» SET EXERCISE:
Reproduce the passage of the Freeman profile below that begins at "You have conducted" and ends after "most professional approach?", changing "Calcutta" to "Kolkata".

» EXTRACT:
Jaan R Freeman dancer, choreographer and teacher, born and raised in New York city, USA, has trained at the Martha Graham School of Contemporary Dance, Mary Anthony Center, New York State School of the Arts and Summer Arts Institute of Lehman College.
In the USA, he has performed with the Murray Louis Project, Martha Graham Ensemble, Carolyn Dorfman Dance Company, Humphrey Weidman Tradition and toured nationally and internationally with the Battery Dance Company. He was also a member of the Alexander's Musical Theatre Touring Company of Pajama Game, Guys and Dolls and Fiddler on the Roof from 1986 - 1990.

Freeman has been the artistic director of the Freeman Repertory Company since 1989. His choreography has been presented in New York and throughout India and Srilanka. His latest project was co - choreographing a production called the 'Eagle Dance', tribute to the Mohawk High Steel workers presented by Lotus Fine Arts in New York City. He has presented choreography for Anita Ratnam's Arangham Dance Theatre, Tanusree Shankar Dance Company, Bhartendu Natya Academy of Dramatic Arts of Lucknow, Pallikoodam in Kottayam and for Dance Worx in Delhi as well as Deepashika National Dance Theatre of Srilanka.

Freeman has also been a student of Bharatanatyam since 1995, studying both in New York and Chennai under Kamala Cesar and Nandini Ramani in the style of T Balasaraswati.
You first came to India in 1995 as part of the Purush team. Since then you have returned to India every year to do workshops. What pulls you back every time?
I have returned to India because I feel that artists here want to learn our contemporary dance. Many dancers in India were looking for an alternative dance form other than the classical Indian dance. At that point was the time I decided to stay on and return to give fundamental class in the modern vocabulary as well as classes in choreography and learning repertory. Since I am also learning Bharatanatyam, I can, as we say, “Kill two birds with one stone”.
You have conducted workshops in major Indian cities of Bangalore, Chennai, Calcutta, Delhi and in Kerala. Where did you find the most professional approach?

» DATA PROVIDED:
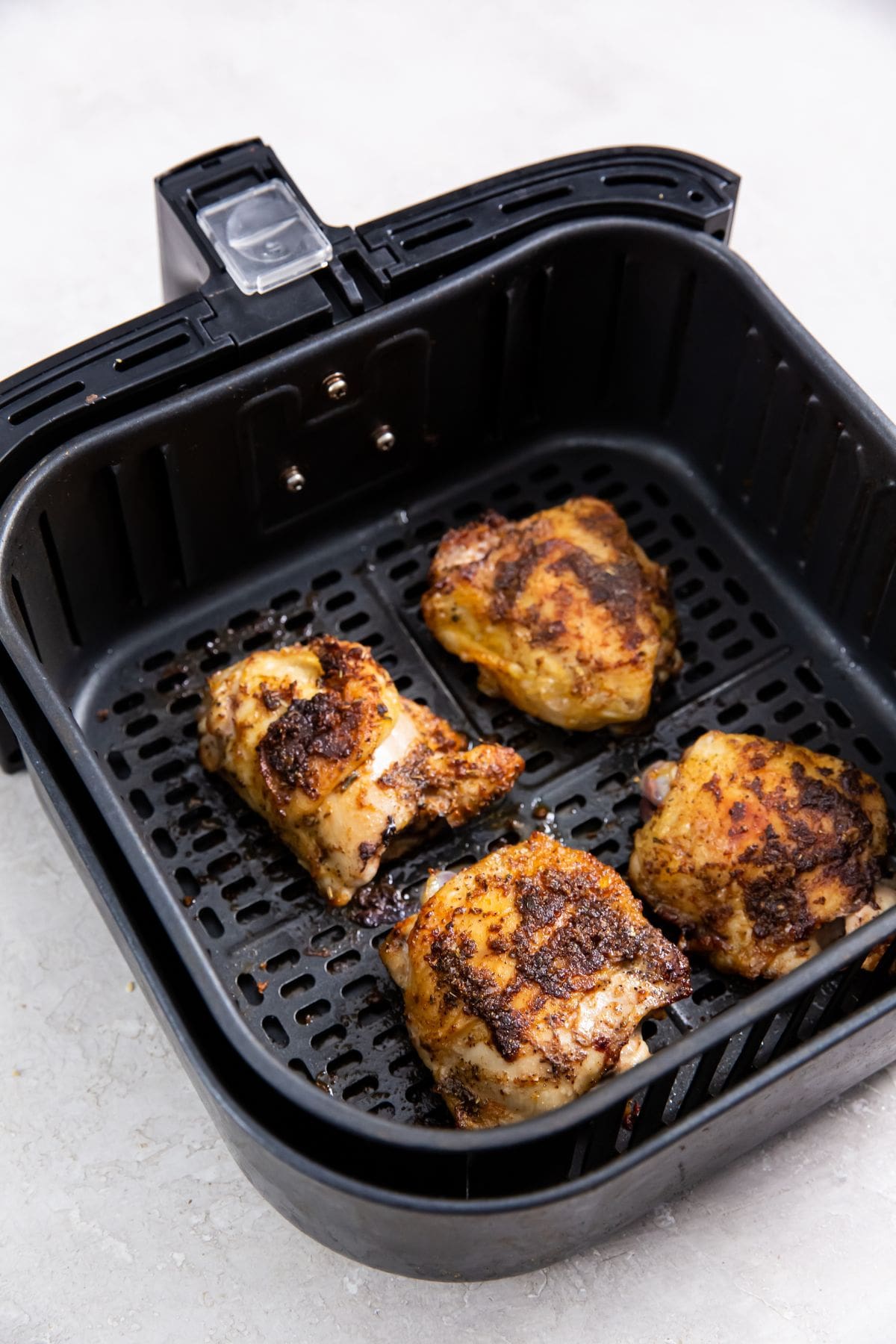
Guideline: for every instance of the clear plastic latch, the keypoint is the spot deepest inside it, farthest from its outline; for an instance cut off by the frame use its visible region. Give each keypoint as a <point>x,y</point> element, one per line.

» SOLUTION:
You have conducted workshops in major Indian cities of Bangalore, Chennai, Kolkata, Delhi and in Kerala. Where did you find the most professional approach?